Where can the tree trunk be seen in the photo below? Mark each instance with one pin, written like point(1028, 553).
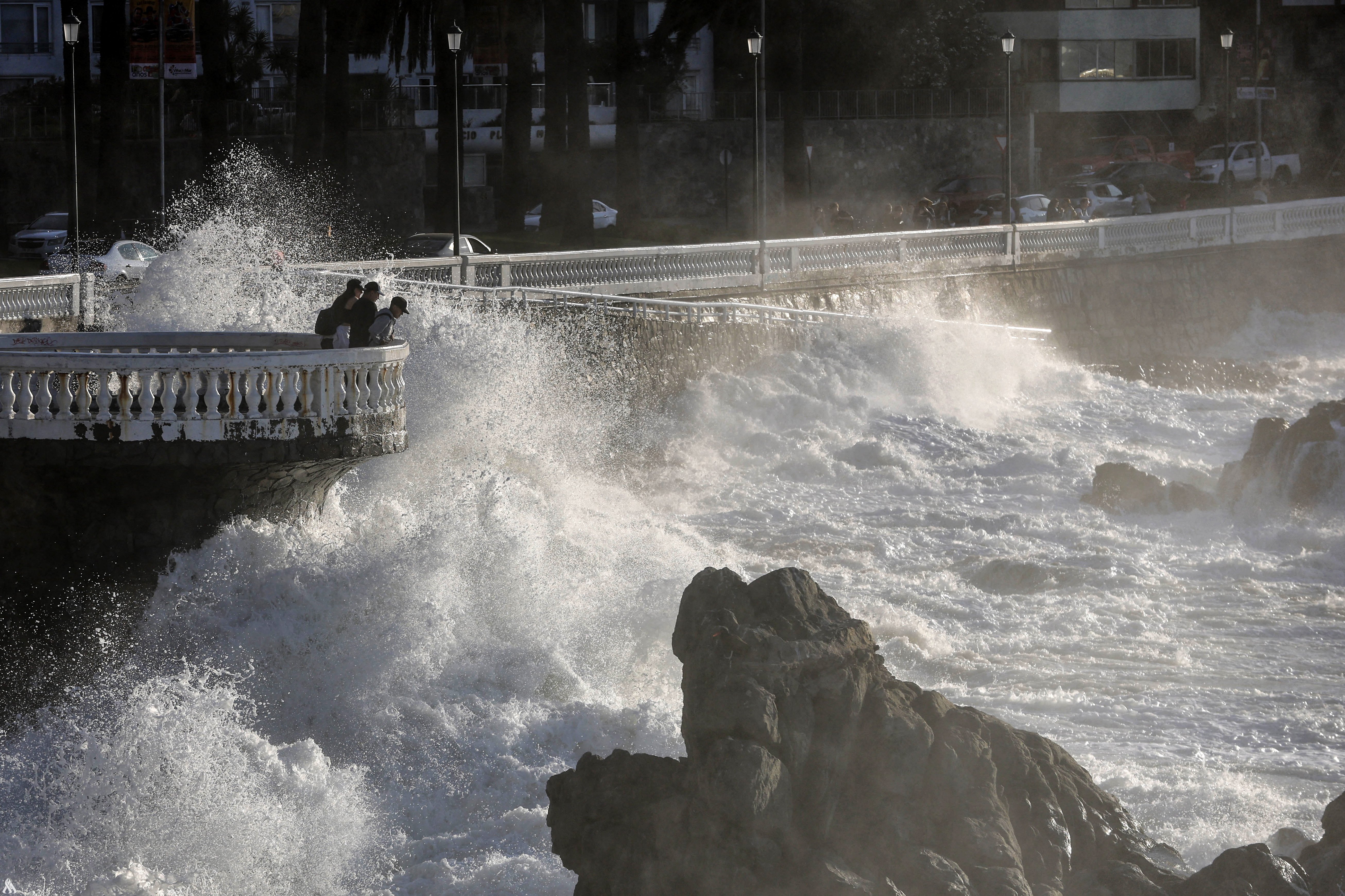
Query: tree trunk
point(556, 183)
point(112, 95)
point(308, 88)
point(337, 91)
point(627, 115)
point(795, 139)
point(577, 221)
point(520, 36)
point(212, 22)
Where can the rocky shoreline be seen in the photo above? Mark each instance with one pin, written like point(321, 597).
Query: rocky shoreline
point(812, 770)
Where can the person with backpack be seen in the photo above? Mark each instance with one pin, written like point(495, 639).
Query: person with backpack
point(381, 331)
point(331, 319)
point(362, 313)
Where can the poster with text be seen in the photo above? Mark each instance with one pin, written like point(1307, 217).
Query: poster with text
point(179, 40)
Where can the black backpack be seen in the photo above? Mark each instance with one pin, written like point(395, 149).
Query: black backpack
point(326, 324)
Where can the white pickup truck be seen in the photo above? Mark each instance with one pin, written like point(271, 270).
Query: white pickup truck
point(1212, 164)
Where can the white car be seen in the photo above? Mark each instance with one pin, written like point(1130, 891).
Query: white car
point(42, 237)
point(603, 217)
point(442, 246)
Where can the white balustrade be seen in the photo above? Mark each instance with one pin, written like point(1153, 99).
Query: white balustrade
point(672, 269)
point(192, 386)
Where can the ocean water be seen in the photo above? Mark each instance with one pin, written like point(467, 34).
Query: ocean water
point(374, 700)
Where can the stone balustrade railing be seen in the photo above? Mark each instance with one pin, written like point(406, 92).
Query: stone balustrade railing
point(677, 269)
point(46, 296)
point(132, 388)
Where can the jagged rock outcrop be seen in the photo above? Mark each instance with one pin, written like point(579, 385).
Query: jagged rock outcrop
point(1300, 463)
point(1121, 488)
point(812, 770)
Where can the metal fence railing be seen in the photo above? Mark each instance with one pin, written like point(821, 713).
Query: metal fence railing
point(680, 269)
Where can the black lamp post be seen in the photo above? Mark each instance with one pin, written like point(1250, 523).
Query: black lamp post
point(455, 43)
point(758, 140)
point(71, 25)
point(1007, 42)
point(1226, 41)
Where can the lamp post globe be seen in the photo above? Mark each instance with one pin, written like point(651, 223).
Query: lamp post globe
point(71, 28)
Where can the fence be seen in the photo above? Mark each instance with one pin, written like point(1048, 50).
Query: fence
point(683, 269)
point(192, 386)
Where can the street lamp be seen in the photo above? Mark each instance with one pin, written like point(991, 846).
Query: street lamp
point(1007, 42)
point(758, 146)
point(71, 25)
point(1226, 41)
point(455, 43)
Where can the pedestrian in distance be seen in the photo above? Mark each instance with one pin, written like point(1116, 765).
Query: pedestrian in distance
point(894, 219)
point(362, 315)
point(381, 331)
point(820, 222)
point(842, 222)
point(1144, 202)
point(334, 320)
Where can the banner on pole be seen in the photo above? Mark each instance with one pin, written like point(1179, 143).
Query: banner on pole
point(179, 40)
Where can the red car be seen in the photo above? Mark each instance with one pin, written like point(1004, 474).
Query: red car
point(1101, 152)
point(966, 194)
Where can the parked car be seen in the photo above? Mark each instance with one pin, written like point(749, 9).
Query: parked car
point(42, 237)
point(966, 194)
point(1164, 183)
point(1109, 201)
point(603, 217)
point(1101, 152)
point(127, 260)
point(1241, 159)
point(1031, 207)
point(442, 246)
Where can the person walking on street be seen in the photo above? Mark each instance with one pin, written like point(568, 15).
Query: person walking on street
point(341, 307)
point(381, 331)
point(362, 315)
point(1144, 202)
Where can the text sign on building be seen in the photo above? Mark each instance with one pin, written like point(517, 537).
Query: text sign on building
point(179, 40)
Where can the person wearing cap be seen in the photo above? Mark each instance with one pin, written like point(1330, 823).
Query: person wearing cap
point(362, 315)
point(381, 331)
point(341, 310)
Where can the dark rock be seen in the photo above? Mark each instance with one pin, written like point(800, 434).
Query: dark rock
point(813, 770)
point(1246, 870)
point(1298, 464)
point(1121, 488)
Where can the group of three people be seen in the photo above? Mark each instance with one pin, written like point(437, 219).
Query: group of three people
point(360, 322)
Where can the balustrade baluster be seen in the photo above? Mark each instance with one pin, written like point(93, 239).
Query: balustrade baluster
point(147, 396)
point(212, 394)
point(290, 391)
point(65, 398)
point(167, 397)
point(83, 397)
point(45, 396)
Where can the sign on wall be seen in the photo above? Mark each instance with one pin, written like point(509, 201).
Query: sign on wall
point(179, 33)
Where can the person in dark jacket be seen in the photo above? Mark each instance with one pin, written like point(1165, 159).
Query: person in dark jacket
point(362, 315)
point(381, 331)
point(341, 310)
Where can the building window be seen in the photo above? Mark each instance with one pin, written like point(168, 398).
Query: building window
point(1116, 60)
point(25, 29)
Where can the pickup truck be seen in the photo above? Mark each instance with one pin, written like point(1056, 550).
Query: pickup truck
point(1241, 159)
point(1103, 151)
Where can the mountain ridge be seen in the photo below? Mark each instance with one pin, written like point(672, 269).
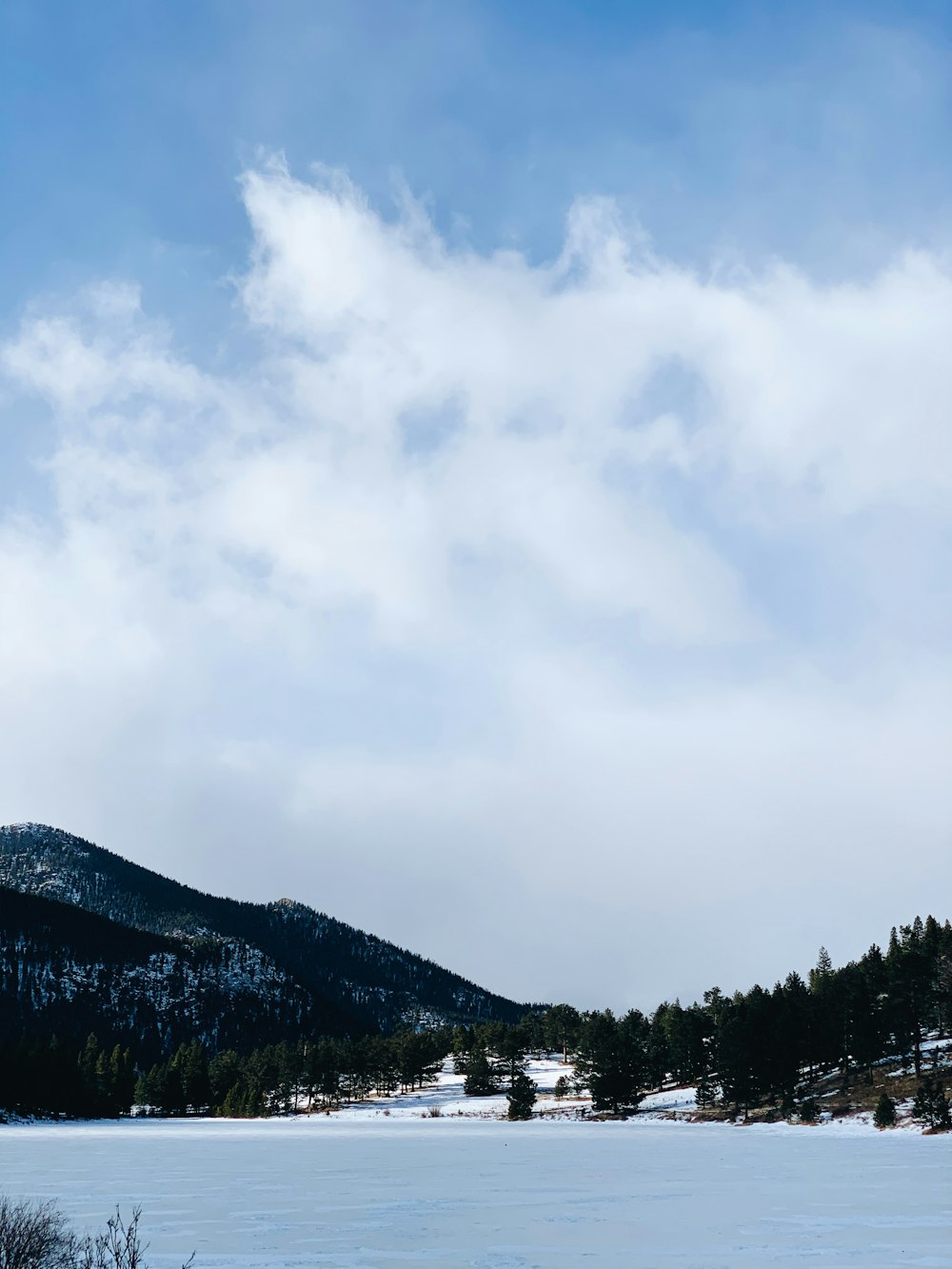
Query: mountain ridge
point(354, 981)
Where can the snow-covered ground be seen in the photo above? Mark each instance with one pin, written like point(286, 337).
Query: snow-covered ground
point(365, 1189)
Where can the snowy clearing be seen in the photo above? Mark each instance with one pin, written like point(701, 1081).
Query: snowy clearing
point(376, 1192)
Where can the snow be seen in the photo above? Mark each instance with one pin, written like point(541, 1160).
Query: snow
point(364, 1189)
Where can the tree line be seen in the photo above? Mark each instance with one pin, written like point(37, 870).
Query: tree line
point(761, 1047)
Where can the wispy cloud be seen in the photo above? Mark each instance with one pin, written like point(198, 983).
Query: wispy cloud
point(475, 578)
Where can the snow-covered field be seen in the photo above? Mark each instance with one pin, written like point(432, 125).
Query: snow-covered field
point(364, 1188)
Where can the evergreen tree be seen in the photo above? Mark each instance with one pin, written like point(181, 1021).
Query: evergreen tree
point(480, 1078)
point(885, 1113)
point(932, 1105)
point(521, 1097)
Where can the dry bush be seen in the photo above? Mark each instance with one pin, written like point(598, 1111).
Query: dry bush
point(36, 1237)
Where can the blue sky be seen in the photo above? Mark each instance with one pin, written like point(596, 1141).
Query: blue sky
point(558, 469)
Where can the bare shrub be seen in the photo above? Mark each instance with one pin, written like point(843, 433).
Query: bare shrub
point(36, 1237)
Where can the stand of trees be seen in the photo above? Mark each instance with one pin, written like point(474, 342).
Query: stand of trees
point(762, 1047)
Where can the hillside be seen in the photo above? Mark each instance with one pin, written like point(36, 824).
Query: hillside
point(288, 956)
point(69, 972)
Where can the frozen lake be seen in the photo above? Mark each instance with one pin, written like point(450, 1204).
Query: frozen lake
point(436, 1192)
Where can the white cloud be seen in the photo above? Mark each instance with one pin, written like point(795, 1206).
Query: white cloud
point(437, 614)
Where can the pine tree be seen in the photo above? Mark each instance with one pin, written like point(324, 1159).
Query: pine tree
point(706, 1093)
point(932, 1104)
point(885, 1113)
point(521, 1097)
point(480, 1078)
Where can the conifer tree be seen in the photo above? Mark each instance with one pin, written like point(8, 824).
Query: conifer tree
point(521, 1097)
point(885, 1113)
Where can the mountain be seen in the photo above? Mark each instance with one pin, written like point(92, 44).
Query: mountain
point(83, 925)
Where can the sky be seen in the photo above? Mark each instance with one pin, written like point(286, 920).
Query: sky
point(484, 469)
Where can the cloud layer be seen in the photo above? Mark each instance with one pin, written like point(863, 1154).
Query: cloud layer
point(579, 625)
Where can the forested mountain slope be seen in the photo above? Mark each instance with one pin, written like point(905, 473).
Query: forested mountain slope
point(69, 972)
point(353, 979)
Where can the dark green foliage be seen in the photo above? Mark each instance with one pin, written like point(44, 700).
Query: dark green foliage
point(809, 1111)
point(521, 1097)
point(885, 1113)
point(932, 1105)
point(327, 976)
point(706, 1093)
point(482, 1079)
point(612, 1059)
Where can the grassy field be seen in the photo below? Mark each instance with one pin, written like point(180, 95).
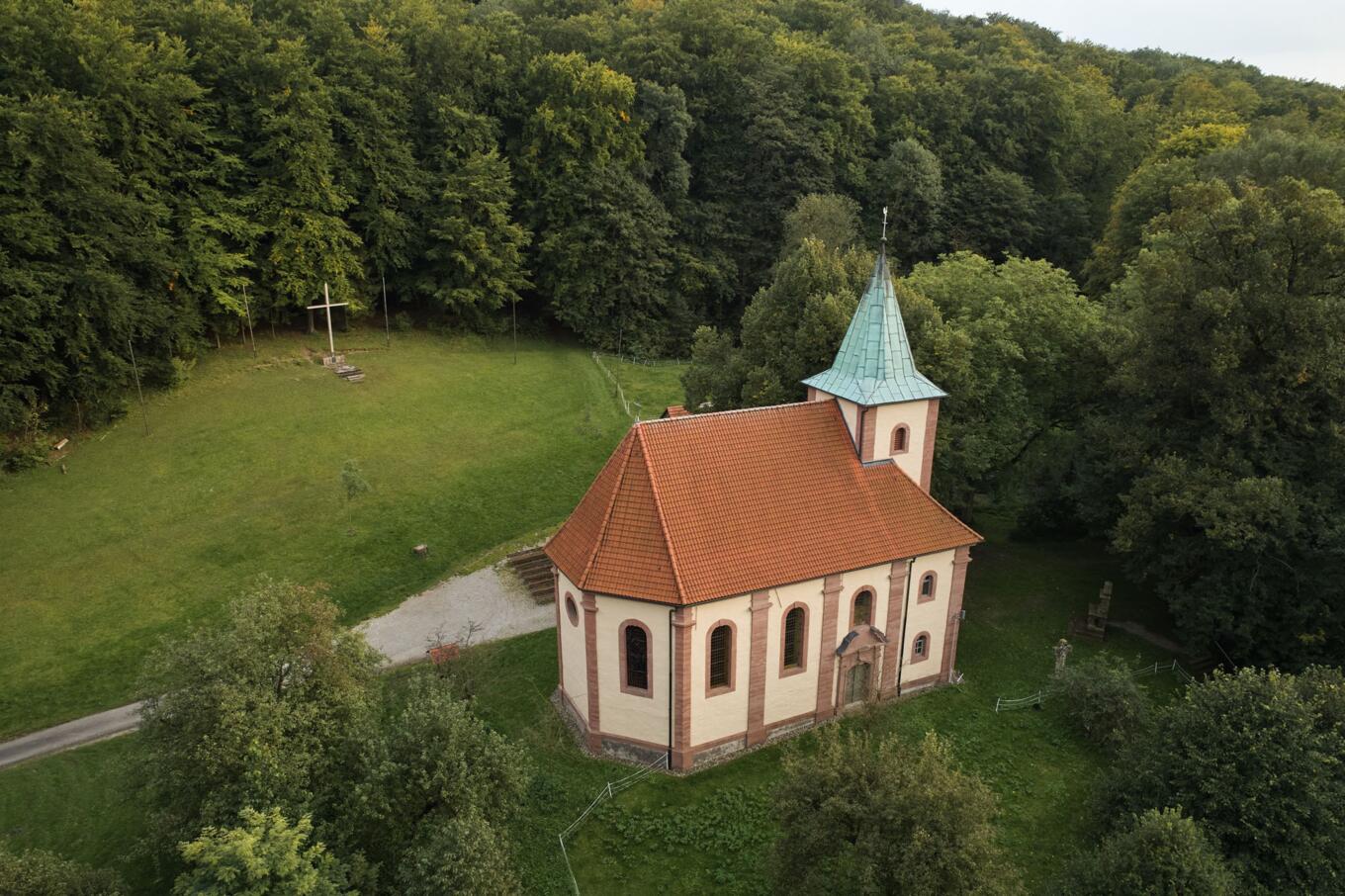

----

#### What you should do
Rewrite everything from the start of the listing above down to the line containing "point(212, 22)", both ends included, keeping every line of text and multiplying each point coordinate in the answers by 2, rounded to whole numbers with halves going up. Leave the pictures out of your answer.

#### The completed task
Where can the tree trunk be seen in the photo below? Mark each instance with one pin, written like point(1028, 553).
Query: tree trunk
point(1112, 366)
point(224, 190)
point(616, 176)
point(674, 182)
point(1254, 230)
point(1590, 278)
point(1154, 442)
point(1040, 72)
point(424, 44)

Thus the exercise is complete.